What is required >>
Transcribe every one of the records below word for word, omitting the pictures from your copy.

* Begin Task material *

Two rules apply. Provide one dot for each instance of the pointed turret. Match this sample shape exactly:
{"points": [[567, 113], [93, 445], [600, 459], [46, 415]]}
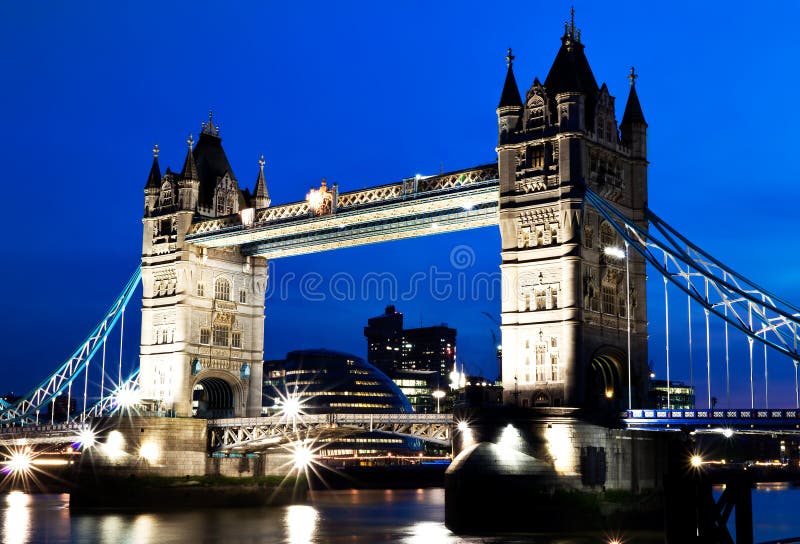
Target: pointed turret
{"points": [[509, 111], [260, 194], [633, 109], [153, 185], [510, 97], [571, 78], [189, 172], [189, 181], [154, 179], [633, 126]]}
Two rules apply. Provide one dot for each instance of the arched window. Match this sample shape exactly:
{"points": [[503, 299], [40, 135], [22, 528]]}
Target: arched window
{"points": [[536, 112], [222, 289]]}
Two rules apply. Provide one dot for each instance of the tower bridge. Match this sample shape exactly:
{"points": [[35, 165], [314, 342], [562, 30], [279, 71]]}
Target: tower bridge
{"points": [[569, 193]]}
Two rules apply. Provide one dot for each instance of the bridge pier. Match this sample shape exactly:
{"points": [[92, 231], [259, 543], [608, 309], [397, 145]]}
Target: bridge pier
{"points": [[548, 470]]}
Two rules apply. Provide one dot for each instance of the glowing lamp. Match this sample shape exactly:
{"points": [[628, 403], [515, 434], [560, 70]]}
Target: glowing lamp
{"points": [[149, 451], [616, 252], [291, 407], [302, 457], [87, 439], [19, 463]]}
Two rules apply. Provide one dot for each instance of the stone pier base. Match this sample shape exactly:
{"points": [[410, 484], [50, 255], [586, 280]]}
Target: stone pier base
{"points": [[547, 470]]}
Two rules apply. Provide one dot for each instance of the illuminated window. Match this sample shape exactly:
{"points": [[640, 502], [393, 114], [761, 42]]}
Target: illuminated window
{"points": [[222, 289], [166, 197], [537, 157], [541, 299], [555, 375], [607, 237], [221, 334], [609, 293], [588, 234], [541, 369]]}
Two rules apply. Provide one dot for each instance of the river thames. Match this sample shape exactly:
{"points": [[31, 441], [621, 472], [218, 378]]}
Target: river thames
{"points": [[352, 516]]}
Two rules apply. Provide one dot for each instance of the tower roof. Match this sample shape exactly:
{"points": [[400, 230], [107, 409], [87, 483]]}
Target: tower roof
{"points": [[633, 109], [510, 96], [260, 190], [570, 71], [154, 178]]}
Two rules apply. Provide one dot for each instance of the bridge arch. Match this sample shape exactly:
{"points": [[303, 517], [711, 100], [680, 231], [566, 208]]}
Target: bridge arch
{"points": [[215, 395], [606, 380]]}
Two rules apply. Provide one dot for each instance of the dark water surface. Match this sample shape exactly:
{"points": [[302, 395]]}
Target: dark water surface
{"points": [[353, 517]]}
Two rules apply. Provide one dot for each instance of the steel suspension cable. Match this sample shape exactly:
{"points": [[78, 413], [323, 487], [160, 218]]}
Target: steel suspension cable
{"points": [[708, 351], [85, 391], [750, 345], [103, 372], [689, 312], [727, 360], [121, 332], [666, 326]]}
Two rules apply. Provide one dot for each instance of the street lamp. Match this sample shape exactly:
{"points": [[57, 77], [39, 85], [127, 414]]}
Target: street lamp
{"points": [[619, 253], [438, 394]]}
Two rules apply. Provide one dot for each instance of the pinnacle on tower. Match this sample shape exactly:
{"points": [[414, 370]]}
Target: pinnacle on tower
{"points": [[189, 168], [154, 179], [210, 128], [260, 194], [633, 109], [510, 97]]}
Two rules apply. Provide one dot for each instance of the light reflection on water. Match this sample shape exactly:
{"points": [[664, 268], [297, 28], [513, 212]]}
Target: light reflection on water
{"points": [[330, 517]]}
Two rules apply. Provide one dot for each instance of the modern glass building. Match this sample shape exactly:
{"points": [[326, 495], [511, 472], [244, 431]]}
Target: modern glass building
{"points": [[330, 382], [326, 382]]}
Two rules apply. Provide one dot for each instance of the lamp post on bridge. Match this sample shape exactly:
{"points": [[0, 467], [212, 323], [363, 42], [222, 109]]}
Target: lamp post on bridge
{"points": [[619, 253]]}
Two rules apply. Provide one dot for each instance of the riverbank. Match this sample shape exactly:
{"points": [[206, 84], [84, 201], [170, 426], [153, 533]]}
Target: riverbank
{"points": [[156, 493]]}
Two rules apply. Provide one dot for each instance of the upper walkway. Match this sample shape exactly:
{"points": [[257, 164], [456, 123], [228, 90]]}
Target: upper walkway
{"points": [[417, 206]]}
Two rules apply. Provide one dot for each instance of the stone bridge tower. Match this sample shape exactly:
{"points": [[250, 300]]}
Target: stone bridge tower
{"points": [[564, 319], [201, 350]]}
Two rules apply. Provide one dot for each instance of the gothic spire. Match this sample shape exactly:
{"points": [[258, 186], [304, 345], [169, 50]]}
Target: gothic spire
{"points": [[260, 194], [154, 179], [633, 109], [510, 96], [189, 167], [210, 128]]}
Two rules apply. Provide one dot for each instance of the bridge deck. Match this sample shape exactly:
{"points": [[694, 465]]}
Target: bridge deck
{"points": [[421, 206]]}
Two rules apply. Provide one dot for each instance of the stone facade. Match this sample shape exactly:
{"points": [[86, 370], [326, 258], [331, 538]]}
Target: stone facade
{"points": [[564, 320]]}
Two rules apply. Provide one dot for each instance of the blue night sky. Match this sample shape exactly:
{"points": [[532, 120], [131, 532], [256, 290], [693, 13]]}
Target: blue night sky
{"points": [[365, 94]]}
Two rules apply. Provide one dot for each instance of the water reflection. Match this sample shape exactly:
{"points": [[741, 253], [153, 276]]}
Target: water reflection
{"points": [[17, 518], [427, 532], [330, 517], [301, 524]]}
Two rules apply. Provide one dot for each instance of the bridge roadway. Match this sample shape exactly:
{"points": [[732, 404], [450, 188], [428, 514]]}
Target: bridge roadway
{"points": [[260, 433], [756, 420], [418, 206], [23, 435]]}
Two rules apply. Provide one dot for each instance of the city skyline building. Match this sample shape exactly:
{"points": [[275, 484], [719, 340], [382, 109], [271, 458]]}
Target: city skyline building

* End Task material *

Solution for this task >>
Two rules apply. Provide one dot for each instance of the pointed turret. Match this sample shape exactly:
{"points": [[567, 113], [93, 445], [600, 459], [46, 415]]}
Target: pointed turret
{"points": [[509, 111], [260, 194], [633, 109], [153, 185], [510, 97], [571, 78], [189, 172], [189, 181], [154, 179], [633, 126]]}
Two rules apply. Provide one dot for each instance of the arched window. Match this sample shape exactly:
{"points": [[503, 299], [40, 135], [22, 528]]}
Target: arched window
{"points": [[536, 112], [222, 289]]}
Two rules apply. Provide one dot for each instance of the tower bridge. Match this sample shape exactly:
{"points": [[35, 165], [314, 342], [562, 30], [279, 71]]}
Target: tower bridge
{"points": [[569, 193]]}
Two rules apply. Provide one dot for each instance of the bridge pier. Match this sample shape exactly:
{"points": [[92, 231], [259, 543], [608, 309], [397, 145]]}
Target: bridge pier
{"points": [[548, 470]]}
Two rules apply. Provide one dot for each instance of the glowing lamp. Match this sample shape exactly:
{"points": [[628, 403], [515, 434], [560, 70]]}
Target: glowing lamp
{"points": [[149, 451], [616, 252], [291, 407], [302, 457], [87, 439], [19, 463]]}
Two rules apply. Provide one dot for each instance of the stone pier base. Match this sample shape exactly:
{"points": [[410, 484], [50, 255], [586, 280]]}
Target: stone pier base
{"points": [[547, 470]]}
Two rules apply. Provide one dot for each instance of the illuminated window. Match this sample shape exactly:
{"points": [[640, 502], [393, 114], [761, 42]]}
Target: illuminated window
{"points": [[222, 289], [166, 197], [537, 157], [541, 299], [555, 375], [607, 237], [221, 334], [609, 293], [588, 234], [541, 369]]}
Two rules apply. Provide one dot for each instance of the river thames. Match this sample shape exactly:
{"points": [[31, 441], [621, 472], [218, 378]]}
Target: river thames
{"points": [[352, 516]]}
Two rules apply. Provide one dot for each instance of the tower roof. Match this sample shape exactly:
{"points": [[400, 230], [107, 409], [87, 483]]}
Target: tower roof
{"points": [[633, 109], [510, 96], [260, 190], [570, 71], [154, 178]]}
Two rules apply. Provide one dot for each instance of the bridge arch. Match this sample shape exactly:
{"points": [[303, 517], [711, 100], [680, 231], [566, 208]]}
Target: bridge arch
{"points": [[215, 395], [606, 380]]}
Two rules apply. Provide one dot for each instance of the dark water surface. Match this sample shape exactly:
{"points": [[302, 395]]}
Target: dark water surface
{"points": [[353, 517]]}
Two rules apply. Provide one dot for each instance of the steel suspension cable. Match this sample shape exactly:
{"points": [[78, 413], [323, 487], [160, 218]]}
Target: steel suspension cable
{"points": [[708, 351], [85, 391], [750, 345], [103, 372], [689, 312], [727, 360], [121, 332], [666, 326]]}
Two rules apply. Provide one dot for each instance of the street lamp. Match this sample shape exactly:
{"points": [[57, 77], [39, 85], [127, 414]]}
Target: street lamp
{"points": [[619, 253], [438, 394]]}
Two rules apply. Provide one dot for each instance of the pinnacle on tower. Match this sample shape exactly:
{"points": [[414, 370]]}
Target: pinnacle on tower
{"points": [[189, 168], [154, 179], [210, 128], [260, 194], [633, 109], [510, 97]]}
Two rules apply. Provide one dot for each instance of the light reflection on water. Match this sample shape exactly:
{"points": [[664, 268], [297, 28], [513, 212]]}
Target: light reflection on water
{"points": [[330, 517]]}
Two rules apply. Provide one dot for each instance of the modern glass building. Match this sample shape exactly:
{"points": [[326, 495], [511, 472], [244, 431]]}
Target: modern glass building
{"points": [[330, 382], [326, 382]]}
Two rules apply. Provide one dot for each instance of the lamp post on bridge. Match this sample shape exactly:
{"points": [[0, 467], [212, 323], [363, 42], [222, 109]]}
Target: lamp post on bridge
{"points": [[619, 253]]}
Two rules apply. Provide one dot for each instance of the riverbank. Match this sample shape exactly:
{"points": [[206, 84], [84, 201], [170, 426], [153, 533]]}
Target: riverbank
{"points": [[156, 493]]}
Two rules apply. Provide one dot for each instance of the upper walkway. Match this sample shape exactly:
{"points": [[257, 164], [456, 123], [228, 90]]}
Target: upper walkway
{"points": [[417, 206]]}
Two rules apply. Provide one dot for each instance of the stone bridge tower. Match this sample shape exactly:
{"points": [[250, 300]]}
Target: stone bridge tower
{"points": [[564, 319], [201, 350]]}
Two rules apply. Provide one dot for each instance of the gothic spire. Match this sample shape exactly:
{"points": [[258, 186], [304, 345], [169, 50]]}
Target: gothic spire
{"points": [[260, 194], [154, 179], [633, 109], [510, 96], [189, 167], [210, 128]]}
Two rules apply. Provide one dot for each instance of the bridge deck. Match this sample shape exactly:
{"points": [[694, 465]]}
Target: bridge deck
{"points": [[421, 206]]}
Two rules apply. Provide one dot for each instance of the stone facade. Match this sample shape exactly:
{"points": [[86, 370], [326, 258], [331, 538]]}
Target: stone facade
{"points": [[564, 320]]}
Two rules apply. Provide one dot for each instance of the blue night sky. Match this sample shape exactly:
{"points": [[532, 120], [131, 532], [256, 290], [693, 13]]}
Target: blue night sky
{"points": [[365, 94]]}
Two rules apply. Provide one dot for each instance of the water reflection. Match this sample shape exactly:
{"points": [[741, 253], [153, 276]]}
Target: water reflection
{"points": [[17, 518], [427, 532], [330, 517], [301, 524]]}
Two rules apply. Provide one dot for each instance of the bridge roadway. Match this sample shape exactly:
{"points": [[732, 404], [450, 188], [428, 514]]}
Target: bridge roadway
{"points": [[260, 433], [756, 420], [418, 206], [23, 435]]}
Two rules apply. Provide one dot for each instance of the city skyline building. Match this sample shape exactly:
{"points": [[275, 484], [719, 340], [382, 109], [271, 458]]}
Target: city skyline building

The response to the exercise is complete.